■ Task inputs:
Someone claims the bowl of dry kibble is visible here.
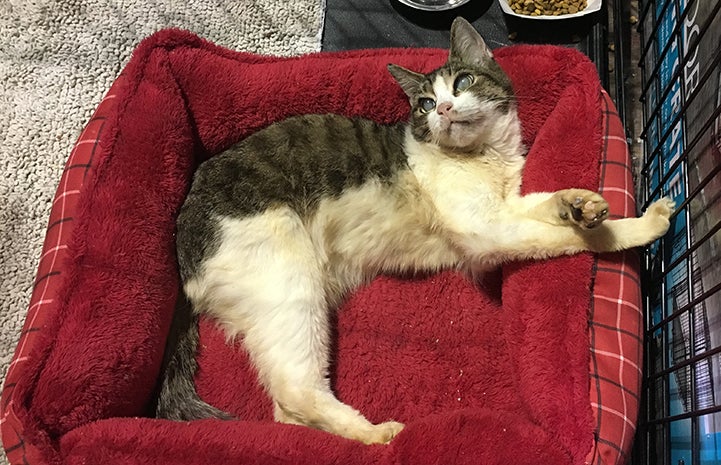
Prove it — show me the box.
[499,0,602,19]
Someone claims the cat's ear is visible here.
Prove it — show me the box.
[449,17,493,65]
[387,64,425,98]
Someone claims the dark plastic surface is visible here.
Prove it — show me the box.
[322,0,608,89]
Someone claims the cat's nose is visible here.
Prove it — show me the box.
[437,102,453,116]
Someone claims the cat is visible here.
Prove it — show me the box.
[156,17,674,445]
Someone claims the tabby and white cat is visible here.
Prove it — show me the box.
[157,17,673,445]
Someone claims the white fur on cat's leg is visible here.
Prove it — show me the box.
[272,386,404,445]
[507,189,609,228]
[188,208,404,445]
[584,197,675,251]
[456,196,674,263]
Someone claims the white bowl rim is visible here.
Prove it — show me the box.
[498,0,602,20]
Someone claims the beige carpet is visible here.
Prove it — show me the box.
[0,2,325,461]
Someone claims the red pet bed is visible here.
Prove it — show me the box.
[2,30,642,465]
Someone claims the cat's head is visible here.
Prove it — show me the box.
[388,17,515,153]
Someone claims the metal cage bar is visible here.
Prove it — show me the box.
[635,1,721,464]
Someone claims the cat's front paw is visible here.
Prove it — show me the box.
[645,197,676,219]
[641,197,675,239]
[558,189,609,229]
...
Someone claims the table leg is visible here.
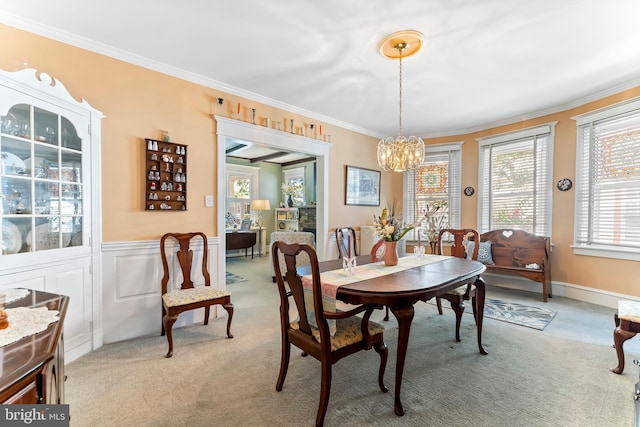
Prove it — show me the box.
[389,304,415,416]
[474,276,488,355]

■ Required work:
In the listing above, find the line containing "Someone claims the bowl" and the line containing "Someone claims the cat's nose", then output those two lines and everything between them exactly as written, without the images.

■ Reply to the exercise:
Someone claims the bowl of dry kibble is visible here.
Prove it — show me the box.
[499,0,602,19]
Someone claims the cat's ear is visible here.
Prove it — show me the box.
[449,17,493,65]
[387,64,425,98]
Someone claims the dark plastic surface is visible here.
Prove it — show me the box.
[322,0,608,89]
Someone claims the cat's nose is visible here.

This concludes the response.